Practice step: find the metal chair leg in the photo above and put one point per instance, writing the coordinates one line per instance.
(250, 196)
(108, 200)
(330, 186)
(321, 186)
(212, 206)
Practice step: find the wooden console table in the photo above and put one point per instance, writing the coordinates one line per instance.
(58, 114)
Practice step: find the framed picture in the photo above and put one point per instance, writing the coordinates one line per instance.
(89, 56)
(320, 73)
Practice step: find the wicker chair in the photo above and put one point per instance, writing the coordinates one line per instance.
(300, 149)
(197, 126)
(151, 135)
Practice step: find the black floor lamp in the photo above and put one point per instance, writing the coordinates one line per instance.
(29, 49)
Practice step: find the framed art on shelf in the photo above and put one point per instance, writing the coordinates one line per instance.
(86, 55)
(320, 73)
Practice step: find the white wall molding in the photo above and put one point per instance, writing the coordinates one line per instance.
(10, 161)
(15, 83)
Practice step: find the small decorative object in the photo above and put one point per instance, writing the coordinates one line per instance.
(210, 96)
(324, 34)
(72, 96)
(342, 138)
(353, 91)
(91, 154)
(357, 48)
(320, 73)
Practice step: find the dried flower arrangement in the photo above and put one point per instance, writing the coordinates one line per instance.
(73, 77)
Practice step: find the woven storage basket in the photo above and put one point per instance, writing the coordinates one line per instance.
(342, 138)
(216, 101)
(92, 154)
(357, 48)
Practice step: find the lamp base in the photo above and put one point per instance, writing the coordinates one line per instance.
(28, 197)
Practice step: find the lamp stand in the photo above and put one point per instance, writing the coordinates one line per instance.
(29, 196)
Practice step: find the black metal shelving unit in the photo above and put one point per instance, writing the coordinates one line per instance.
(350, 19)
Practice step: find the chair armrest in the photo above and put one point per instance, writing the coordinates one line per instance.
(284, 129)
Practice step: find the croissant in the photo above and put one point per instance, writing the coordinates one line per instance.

────

Problem description:
Write out the full listing exactly as given.

Exercise solution:
Practice step: find the metal chair leg in the photo above and put one point per instance, writing the coordinates one line per instance.
(250, 196)
(108, 200)
(330, 186)
(321, 186)
(212, 206)
Practice step: find the wooden console table in the photo above and put one point per instance, writing the coordinates one line per instance.
(58, 114)
Practice step: find the framed picture in the photo above and put one point per instance, writing the coordinates one line per instance.
(89, 56)
(320, 73)
Practice step: find the wicker chair in the photo above and put one point per instance, writing the coordinates one line per instance.
(300, 149)
(197, 126)
(151, 135)
Practice step: find the black floor lamp in the photo above and put one point per instance, writing the coordinates one line per instance.
(29, 49)
Practice step: find the framed art on shelf in the photo above and put one point per instance, writing the coordinates one line per instance.
(86, 55)
(320, 73)
Practice step: find the white wall molding in the photo above and put one point per instance, writing the coordinates one line per instance.
(10, 161)
(15, 83)
Practice step: find the small decorative object in the photo above and put one point per instance, writing the coordinates one line per instance.
(210, 96)
(324, 34)
(72, 96)
(342, 138)
(353, 91)
(91, 154)
(357, 48)
(320, 73)
Practice step: find the dried flower arrangement in the photo above and put one point per instance, writing the coordinates one line per instance.
(73, 77)
Practice step: find the woven storage basket in the photo above and put one point per instance, writing the coordinates one line per instance.
(342, 138)
(216, 101)
(92, 154)
(357, 48)
Practice step: find the lamp base in the photo above and put one point per instance, writing the coordinates one line per instance.
(28, 197)
Practice step: find the lamp stand in the photo above and put one point per instance, writing the coordinates one line per instance.
(29, 196)
Practice step: find the black metal shelving unit in the photo above and put one point per instance, writing the coordinates one line per instance.
(350, 19)
Practice step: find the chair armrest in the photo above and put one point per instance, writing the coordinates one line per instance.
(284, 129)
Practice step: find the croissant in the photo above and put one point per instance, writing the coordinates one line per instance.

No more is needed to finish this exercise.